### 読解用抜粋
:::

月光院璋子の映画日記

気ままな映画備忘録日記です。

「レッスン」(原題「Take The Lead」)・・・後編

2008年11月07日 | ★ご挨拶&その他
この繊細で緊張感あふれ、かつハートフルな映画の
感想の後編です。


(指導するということは、ある一瞬に自分の人生の全てをそこに賭けるという局面も生まれるのです・・・・)
 
バンデラスは『スパイキッズ』でパパ役を体験してから、落ち着いた雰囲気をコントロールできて一回り大きく見えます。
本作では、最初から最後まで礼節を失わない紳士でしたので、これまでのバンデラス映画とはかなり印象を抱かれるのではないでしょうか。
けれど、この静かなバンデラス=ピエール紳士も、


(先生の敵は先生だったりするから始末が悪い教育界・・・)

戦うべきものとはきっちり戦う。


そして果たすべき責任が問われる場では、その責任をしっかり果たす。先生ですから、保護者に説明を求められれば、信念だけではなく誠意をもって説明し、かつ説得もする。やがて生徒たちが毎日ダンスの基本のレッスンを受けるようになった頃、生徒たちの様子が少しずつ変化してきます。

:::

### 次の課題
a) 映画「レッスン」の感想を二文で要約してもらえますか。
b) 映画「レッスン」の感想を、最後の文の直後から引き継いで書き進めてもらえますか。

:::

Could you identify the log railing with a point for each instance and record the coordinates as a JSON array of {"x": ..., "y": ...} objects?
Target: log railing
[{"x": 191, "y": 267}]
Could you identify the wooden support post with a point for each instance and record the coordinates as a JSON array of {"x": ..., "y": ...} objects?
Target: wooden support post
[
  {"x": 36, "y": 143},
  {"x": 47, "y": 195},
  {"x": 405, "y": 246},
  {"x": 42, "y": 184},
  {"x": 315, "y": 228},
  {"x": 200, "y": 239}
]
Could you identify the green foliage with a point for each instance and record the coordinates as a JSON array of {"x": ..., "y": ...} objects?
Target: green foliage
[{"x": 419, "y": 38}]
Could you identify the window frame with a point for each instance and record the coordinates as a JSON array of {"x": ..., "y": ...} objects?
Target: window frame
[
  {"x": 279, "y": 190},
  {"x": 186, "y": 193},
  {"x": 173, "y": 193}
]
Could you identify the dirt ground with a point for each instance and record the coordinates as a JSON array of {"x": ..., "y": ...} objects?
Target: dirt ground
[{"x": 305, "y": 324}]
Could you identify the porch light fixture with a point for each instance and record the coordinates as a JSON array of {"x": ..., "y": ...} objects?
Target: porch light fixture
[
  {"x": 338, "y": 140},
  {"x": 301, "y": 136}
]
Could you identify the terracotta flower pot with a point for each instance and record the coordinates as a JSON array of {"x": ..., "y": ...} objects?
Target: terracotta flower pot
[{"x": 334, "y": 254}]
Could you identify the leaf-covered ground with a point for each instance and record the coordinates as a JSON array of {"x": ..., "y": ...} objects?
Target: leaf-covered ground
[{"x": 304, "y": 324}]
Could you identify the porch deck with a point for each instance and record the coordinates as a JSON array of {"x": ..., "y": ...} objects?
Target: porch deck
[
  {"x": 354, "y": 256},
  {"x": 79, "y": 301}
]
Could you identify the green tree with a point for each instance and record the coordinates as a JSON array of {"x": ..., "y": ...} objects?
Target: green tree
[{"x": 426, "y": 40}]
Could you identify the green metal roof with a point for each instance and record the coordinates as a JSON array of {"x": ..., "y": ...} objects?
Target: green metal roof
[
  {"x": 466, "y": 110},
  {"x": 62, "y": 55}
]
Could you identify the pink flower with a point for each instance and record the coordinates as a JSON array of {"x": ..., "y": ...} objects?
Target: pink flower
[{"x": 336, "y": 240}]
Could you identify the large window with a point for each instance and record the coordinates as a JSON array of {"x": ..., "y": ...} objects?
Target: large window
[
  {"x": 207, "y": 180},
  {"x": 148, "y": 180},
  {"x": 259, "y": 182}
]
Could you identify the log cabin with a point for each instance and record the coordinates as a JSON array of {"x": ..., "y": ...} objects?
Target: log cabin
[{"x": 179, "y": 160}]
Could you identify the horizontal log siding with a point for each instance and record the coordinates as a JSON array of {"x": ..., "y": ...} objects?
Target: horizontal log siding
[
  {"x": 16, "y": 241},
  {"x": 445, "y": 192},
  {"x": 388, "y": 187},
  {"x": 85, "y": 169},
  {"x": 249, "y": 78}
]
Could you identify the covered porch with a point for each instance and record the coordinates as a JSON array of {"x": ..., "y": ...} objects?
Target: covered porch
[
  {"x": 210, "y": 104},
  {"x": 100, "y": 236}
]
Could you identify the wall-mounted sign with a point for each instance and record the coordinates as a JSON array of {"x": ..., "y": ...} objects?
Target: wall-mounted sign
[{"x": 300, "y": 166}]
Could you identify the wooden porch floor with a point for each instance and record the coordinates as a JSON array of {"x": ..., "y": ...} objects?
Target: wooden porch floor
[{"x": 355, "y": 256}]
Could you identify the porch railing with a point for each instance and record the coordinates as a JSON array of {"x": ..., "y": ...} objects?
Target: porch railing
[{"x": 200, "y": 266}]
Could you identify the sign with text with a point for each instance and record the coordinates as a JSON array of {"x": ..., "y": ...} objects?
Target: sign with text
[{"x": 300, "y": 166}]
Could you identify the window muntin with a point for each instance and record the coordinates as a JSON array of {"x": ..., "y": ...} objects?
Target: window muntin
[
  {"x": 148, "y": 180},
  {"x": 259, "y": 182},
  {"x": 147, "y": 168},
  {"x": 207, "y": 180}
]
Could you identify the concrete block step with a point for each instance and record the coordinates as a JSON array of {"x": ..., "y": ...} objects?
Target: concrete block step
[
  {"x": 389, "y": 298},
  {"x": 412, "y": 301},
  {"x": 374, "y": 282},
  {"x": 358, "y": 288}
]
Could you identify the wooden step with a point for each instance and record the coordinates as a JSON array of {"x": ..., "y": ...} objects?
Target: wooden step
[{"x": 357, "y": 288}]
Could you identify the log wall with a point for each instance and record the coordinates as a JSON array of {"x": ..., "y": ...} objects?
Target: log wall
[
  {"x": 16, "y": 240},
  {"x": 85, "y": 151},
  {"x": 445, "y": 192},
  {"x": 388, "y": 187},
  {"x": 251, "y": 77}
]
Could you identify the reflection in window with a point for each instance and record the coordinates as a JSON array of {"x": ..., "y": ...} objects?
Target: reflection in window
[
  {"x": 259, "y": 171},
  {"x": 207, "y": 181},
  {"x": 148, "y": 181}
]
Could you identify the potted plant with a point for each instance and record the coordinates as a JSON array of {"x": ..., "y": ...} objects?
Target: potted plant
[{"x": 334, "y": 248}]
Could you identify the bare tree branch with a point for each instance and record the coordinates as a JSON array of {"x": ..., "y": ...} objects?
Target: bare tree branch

:::

### 回答
a) バンデラスは『スパイキッズ』でパパ役を経験してから落ち着いた雰囲気を身につけ、本作では最初から最後まで礼節を失わない紳士を演じている。その静かなピエールも戦うべきものとはきっちり戦い、保護者には誠意をもって説明と説得をして責任を果たし、やがて毎日ダンスの基本レッスンを受けるようになった生徒たちは少しずつ変化していく。

b)
(誰にも関心を持たず心を閉ざしていた生徒が他のクラスメートの事に目配りをするようになっていく・・・)


(クラスメートの悩みに耳を傾けるようになった生徒も・・・)

「内の子の様子がいつもと違う」「勉強もしないで異性と抱き合っているらしい」「どんな指導をしているのか」といった親たちから不安と抗議が学校に殺到するようになったときの場面ですが、校長も彼がどう説明をするのか緊張しながら見つめています。
そのとき、ダンスというものを考えてもらいために、
ピエールは、校長の手を取り、保護者たちの前でダンスについて語り始めるのですが、あくまで誠実な紳士です。

ここでのピエールの信念に裏打ちされた思いは、傾聴に値します。
素晴らしかったですね・・・


(親たちに求められた説明には誠実にきっちり答えていくピエールの姿勢は、子供を預かる教師の責任として当然のものとはいえ、それ以上に大人として生徒たちに伝えたいことを持った人間同士として、とても大事な場面だと思いました)

保護者たちの理解を得るときの場面は、さすがドラマで唸らせるアメリカ映画のよさが全開しています。
こうして保護者たちからの信頼も得ることになった新米の高校教師のピエールでしたが、さらに生徒たちに「次なる展開」を用意します。踊るなら、競技大会への出場を目指そうと。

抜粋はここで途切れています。